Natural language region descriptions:
= = = = =
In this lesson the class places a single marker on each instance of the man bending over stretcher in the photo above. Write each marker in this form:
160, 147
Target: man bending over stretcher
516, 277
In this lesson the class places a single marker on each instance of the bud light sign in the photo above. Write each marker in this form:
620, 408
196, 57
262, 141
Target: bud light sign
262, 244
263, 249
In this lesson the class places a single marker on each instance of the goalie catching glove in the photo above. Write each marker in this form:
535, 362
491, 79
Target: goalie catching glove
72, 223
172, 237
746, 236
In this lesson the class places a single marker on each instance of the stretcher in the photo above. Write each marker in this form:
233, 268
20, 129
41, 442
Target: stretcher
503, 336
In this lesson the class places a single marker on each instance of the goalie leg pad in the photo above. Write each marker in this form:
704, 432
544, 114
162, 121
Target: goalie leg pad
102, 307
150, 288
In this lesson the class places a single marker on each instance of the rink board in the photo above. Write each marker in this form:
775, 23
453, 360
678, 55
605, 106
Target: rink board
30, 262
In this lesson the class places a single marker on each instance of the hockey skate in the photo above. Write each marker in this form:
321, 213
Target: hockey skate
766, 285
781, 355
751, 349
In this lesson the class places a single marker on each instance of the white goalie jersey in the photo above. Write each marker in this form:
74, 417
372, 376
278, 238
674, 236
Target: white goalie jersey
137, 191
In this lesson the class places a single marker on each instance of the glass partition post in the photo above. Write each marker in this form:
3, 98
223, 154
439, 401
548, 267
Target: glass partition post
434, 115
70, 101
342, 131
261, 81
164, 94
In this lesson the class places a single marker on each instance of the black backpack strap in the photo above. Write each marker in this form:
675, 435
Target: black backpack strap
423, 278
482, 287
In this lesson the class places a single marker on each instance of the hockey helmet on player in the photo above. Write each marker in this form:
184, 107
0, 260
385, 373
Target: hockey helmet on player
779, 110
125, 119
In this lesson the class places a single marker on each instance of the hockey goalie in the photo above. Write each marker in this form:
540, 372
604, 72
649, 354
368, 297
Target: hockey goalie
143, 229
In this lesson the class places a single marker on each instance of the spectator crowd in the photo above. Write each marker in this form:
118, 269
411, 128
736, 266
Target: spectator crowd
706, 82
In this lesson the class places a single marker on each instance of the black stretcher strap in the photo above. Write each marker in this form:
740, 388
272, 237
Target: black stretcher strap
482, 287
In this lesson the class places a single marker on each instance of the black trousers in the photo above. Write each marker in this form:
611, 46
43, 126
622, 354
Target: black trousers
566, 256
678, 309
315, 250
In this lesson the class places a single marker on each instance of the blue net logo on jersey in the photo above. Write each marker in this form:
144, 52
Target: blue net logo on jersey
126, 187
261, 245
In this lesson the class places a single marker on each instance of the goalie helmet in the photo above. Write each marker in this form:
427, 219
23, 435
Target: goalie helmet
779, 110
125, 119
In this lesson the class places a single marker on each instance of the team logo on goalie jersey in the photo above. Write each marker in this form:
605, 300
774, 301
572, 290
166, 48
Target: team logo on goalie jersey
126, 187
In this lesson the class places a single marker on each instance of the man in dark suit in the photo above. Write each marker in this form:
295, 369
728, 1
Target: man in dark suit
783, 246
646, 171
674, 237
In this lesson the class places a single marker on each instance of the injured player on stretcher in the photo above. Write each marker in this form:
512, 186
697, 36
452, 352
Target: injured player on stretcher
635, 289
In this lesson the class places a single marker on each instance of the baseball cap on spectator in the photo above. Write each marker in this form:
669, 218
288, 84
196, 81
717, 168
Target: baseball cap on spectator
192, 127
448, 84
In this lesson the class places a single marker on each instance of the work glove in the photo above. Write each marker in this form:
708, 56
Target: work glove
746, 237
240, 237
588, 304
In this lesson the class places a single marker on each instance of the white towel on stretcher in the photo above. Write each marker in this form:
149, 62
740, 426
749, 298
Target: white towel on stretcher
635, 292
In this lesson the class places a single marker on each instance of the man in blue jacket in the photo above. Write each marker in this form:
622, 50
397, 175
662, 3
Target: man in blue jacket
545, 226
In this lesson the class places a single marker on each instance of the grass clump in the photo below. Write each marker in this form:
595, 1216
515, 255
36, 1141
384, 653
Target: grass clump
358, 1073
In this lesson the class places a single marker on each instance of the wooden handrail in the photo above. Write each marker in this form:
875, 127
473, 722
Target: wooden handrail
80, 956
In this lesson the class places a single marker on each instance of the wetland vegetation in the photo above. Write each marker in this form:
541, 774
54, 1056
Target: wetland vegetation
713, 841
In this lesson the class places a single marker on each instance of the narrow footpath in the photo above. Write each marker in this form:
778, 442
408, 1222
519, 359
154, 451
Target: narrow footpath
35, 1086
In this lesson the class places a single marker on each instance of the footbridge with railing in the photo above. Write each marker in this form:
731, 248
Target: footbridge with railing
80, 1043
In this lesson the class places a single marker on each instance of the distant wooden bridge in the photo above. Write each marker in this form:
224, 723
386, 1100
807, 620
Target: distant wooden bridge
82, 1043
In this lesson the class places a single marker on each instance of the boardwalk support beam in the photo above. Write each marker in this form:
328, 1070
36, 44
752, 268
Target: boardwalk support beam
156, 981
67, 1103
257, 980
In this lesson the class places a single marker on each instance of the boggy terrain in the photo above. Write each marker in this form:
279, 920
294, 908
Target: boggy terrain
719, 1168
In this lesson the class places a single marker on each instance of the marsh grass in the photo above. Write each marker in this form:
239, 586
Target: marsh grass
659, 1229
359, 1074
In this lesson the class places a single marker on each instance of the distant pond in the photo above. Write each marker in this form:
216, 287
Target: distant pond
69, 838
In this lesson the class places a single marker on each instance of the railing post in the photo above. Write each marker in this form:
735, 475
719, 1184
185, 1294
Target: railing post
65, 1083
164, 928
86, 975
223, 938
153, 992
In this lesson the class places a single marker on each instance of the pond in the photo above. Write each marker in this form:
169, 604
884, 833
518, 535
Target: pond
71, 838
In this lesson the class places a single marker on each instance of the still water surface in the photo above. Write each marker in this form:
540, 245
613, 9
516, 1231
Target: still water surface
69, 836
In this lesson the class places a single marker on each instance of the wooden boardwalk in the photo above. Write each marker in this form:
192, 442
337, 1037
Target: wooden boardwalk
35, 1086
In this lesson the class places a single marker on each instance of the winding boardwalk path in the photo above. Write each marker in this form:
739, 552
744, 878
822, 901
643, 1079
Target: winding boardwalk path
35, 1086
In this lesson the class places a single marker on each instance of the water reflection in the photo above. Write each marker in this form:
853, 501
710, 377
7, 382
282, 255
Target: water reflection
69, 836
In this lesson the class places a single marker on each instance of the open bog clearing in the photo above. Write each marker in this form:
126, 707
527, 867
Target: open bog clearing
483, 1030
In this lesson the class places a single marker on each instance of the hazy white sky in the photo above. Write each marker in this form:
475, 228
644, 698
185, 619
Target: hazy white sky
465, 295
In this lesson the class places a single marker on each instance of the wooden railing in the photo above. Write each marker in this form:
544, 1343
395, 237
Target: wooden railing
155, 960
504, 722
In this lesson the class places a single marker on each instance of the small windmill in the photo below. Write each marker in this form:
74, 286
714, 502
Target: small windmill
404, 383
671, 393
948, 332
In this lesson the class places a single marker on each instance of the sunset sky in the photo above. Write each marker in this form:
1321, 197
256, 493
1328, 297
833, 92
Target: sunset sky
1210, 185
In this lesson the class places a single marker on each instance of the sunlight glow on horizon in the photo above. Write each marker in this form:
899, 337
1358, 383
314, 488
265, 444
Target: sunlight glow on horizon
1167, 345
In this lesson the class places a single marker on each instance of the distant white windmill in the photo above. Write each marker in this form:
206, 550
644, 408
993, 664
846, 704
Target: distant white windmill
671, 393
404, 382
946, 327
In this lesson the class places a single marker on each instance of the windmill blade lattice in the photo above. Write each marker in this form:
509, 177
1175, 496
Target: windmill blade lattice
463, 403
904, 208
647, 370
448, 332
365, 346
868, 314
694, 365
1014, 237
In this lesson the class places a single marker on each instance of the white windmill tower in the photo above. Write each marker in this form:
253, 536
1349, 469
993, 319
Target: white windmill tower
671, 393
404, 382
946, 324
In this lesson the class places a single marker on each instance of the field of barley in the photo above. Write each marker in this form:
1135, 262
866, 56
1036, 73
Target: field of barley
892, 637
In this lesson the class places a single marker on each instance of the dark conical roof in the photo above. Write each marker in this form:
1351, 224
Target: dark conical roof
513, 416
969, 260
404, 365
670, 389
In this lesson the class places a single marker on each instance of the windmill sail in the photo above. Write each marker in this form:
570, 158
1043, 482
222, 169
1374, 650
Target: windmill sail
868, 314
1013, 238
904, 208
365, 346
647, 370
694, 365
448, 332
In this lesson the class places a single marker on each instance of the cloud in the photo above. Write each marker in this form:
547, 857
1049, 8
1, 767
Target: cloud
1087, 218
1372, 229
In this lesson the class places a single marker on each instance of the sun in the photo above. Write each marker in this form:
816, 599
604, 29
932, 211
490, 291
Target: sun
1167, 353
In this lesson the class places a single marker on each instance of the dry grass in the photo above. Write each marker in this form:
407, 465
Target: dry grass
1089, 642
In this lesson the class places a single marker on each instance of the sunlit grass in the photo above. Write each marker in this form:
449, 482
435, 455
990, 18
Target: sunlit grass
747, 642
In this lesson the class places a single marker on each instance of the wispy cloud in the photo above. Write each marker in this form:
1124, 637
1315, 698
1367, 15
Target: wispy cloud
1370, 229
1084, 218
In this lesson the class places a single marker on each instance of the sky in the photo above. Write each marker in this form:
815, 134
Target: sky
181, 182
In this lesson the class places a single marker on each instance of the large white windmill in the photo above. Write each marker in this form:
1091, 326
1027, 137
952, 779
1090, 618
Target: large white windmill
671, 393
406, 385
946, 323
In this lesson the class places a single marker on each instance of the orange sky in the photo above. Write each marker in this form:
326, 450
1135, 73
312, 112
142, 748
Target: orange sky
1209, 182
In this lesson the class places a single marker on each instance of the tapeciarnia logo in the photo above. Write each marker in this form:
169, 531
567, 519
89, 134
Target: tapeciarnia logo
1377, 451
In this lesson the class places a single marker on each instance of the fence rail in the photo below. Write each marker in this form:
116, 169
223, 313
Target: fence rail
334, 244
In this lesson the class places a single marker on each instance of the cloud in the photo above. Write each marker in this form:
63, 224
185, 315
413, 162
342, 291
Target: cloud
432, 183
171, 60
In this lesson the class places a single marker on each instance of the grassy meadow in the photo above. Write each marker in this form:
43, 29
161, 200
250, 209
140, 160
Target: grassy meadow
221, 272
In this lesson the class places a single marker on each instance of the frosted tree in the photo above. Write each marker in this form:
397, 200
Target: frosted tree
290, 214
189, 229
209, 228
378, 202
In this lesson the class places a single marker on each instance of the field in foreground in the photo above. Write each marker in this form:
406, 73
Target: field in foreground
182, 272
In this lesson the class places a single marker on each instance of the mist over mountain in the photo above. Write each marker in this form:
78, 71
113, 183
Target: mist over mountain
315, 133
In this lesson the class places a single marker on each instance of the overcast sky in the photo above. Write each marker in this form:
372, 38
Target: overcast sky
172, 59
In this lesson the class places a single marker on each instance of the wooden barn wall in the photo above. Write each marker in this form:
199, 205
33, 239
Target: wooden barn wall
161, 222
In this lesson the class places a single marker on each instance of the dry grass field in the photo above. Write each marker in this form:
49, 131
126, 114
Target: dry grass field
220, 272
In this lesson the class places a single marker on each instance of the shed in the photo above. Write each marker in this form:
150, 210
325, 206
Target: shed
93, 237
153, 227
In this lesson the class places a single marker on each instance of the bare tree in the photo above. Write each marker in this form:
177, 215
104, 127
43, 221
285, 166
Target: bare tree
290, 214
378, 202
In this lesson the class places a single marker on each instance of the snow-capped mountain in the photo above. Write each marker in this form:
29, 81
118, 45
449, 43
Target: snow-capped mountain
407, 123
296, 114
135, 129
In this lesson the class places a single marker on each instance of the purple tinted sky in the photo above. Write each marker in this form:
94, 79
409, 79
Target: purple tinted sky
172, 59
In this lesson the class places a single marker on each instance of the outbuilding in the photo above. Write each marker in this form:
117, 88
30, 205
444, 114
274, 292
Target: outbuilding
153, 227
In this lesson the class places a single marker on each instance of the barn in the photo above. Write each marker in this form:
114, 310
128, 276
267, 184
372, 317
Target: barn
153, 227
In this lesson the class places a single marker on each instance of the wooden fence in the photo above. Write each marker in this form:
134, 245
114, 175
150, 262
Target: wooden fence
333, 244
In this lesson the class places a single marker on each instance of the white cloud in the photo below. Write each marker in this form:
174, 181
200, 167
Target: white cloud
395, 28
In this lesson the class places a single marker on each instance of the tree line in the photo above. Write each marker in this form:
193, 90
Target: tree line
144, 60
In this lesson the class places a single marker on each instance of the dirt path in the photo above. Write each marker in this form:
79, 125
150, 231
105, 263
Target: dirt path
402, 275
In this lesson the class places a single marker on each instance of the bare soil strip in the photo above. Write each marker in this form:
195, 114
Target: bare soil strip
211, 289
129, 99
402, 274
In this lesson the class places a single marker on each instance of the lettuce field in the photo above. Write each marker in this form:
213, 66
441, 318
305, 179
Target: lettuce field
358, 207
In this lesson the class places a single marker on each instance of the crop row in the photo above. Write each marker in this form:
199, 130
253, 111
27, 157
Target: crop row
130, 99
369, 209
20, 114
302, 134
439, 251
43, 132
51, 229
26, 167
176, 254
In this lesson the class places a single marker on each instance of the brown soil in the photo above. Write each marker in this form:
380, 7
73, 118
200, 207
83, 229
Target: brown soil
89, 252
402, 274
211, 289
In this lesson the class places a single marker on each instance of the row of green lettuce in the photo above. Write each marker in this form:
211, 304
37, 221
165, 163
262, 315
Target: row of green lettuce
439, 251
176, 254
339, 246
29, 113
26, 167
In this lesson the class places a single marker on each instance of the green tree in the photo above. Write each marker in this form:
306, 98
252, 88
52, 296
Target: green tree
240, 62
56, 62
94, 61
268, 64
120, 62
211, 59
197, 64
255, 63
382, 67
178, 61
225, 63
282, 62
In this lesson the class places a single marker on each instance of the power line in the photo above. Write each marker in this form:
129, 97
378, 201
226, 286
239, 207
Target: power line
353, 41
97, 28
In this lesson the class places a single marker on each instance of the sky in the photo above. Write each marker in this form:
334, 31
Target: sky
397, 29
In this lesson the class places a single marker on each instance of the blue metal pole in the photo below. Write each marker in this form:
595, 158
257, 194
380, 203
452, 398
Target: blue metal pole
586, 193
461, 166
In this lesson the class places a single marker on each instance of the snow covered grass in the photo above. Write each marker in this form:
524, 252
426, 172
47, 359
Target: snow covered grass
= = = = =
(What the task requires) Wherever the string "below" appears in a line above, copy that line.

(Result for this exercise)
In this lesson the class places a single marker on each instance of the grass clump in the photo below. Write each marker in this form:
In this lesson the class places a single marker on each instance of the small windmill in the photo below. Write each marker in this form:
In this lesson the class places a single marker on each instance of the fence rail in the photo below. Write each marker in this form:
In this lesson the class places a single marker on each instance of the white cloud in the photo below. Write each marker in this form:
In this lesson the class places a single marker on each instance of the blue metal pole in the photo below. Write each marker in this form:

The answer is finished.